Exercise input:
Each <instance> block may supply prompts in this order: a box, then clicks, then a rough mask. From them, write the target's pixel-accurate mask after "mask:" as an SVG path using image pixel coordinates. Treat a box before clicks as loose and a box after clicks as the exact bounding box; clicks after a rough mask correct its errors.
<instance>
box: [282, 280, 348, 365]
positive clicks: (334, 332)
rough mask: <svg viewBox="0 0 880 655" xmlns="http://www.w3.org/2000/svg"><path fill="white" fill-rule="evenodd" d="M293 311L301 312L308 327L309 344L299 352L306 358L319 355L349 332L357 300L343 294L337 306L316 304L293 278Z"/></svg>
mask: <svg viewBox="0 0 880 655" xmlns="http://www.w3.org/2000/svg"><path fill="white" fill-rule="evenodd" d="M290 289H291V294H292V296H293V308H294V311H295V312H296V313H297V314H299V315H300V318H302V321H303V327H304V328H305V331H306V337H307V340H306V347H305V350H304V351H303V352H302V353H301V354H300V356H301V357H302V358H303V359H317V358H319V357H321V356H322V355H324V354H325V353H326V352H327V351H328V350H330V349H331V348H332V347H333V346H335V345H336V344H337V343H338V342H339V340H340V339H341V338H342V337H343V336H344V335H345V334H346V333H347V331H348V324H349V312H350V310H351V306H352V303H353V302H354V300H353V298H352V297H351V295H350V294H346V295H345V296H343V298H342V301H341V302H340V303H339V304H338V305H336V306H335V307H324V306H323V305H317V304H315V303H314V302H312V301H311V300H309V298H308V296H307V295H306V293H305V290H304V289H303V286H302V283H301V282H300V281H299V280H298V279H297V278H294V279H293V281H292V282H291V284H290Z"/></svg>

==

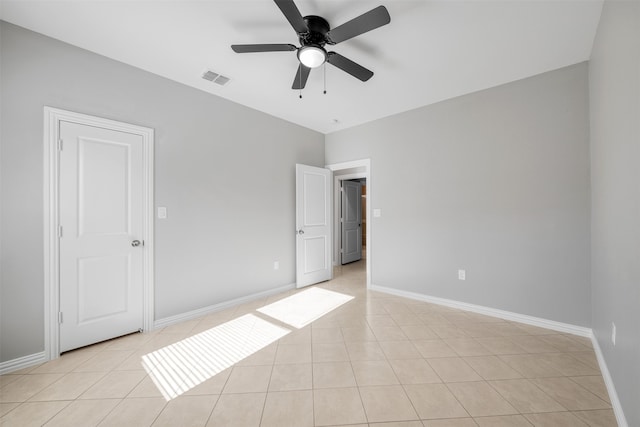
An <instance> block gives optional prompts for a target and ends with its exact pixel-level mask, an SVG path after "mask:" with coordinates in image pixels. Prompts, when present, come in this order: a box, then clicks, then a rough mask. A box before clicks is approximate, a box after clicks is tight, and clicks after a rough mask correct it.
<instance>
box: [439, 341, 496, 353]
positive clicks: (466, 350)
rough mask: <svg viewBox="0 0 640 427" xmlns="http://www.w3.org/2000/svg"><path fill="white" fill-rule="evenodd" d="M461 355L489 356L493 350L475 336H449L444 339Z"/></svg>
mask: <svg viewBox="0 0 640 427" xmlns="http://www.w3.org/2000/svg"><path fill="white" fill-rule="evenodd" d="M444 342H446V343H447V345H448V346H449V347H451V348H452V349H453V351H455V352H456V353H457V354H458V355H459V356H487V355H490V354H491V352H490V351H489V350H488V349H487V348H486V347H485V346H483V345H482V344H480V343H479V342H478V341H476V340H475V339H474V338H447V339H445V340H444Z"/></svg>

...

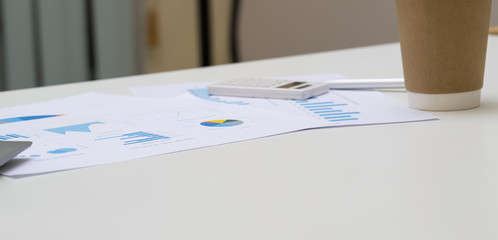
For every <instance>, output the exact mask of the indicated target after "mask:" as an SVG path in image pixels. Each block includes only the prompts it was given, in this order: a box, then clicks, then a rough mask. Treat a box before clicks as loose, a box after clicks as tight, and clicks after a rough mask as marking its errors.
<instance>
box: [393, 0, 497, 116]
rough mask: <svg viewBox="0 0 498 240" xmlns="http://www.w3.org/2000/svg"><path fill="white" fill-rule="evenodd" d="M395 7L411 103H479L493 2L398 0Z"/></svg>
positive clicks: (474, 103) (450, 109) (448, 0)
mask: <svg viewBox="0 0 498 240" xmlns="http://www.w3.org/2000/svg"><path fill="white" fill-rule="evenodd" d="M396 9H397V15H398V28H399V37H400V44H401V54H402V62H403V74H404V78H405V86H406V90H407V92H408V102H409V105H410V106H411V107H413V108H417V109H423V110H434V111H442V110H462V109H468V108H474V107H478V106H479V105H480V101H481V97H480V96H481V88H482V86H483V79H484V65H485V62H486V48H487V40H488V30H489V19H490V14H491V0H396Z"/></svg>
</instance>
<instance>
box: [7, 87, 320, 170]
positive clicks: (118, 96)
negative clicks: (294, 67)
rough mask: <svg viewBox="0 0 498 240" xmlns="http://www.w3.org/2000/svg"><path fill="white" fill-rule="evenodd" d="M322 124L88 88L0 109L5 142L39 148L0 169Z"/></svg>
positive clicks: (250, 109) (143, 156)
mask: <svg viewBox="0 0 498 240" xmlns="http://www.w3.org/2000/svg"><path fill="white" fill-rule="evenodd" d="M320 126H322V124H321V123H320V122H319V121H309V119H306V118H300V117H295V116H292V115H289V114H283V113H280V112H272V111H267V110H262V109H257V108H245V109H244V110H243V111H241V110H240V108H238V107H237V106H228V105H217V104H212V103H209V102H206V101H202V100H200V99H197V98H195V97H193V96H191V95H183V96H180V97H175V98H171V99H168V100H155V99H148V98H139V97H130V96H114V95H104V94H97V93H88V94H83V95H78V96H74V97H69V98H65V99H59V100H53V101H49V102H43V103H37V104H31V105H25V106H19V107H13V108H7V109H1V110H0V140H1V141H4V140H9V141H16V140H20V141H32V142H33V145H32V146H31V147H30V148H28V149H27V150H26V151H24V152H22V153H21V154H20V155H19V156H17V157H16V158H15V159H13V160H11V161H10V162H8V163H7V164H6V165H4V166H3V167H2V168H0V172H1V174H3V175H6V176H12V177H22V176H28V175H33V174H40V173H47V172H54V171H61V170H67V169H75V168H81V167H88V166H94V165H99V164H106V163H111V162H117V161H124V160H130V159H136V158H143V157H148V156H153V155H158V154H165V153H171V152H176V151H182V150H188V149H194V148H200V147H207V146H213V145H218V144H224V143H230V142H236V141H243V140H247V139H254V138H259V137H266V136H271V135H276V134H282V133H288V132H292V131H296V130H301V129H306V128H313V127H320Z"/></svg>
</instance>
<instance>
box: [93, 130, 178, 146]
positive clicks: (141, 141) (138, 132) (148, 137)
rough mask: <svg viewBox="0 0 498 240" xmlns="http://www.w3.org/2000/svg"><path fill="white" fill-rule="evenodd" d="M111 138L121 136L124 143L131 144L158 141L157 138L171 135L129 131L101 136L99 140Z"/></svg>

Your assignment: Update the lines from the line with "For every <instance>, output" to the line with "box: [393, 0, 497, 116]" of the material above by changing "rough mask" to "coarse mask" and leaving everything else unchanged. Return only those lines.

Expected answer:
For every <instance>, output the exact mask of the indicated target after "mask:" as an SVG path in image pixels. Each block includes only the prompts it was given, in this order: a box, then clicks, then a coarse mask. Treat a box before clicks as loose, a box after clicks as tight, and clicks after a coarse mask as marking its errors.
<instance>
box: [393, 0, 497, 116]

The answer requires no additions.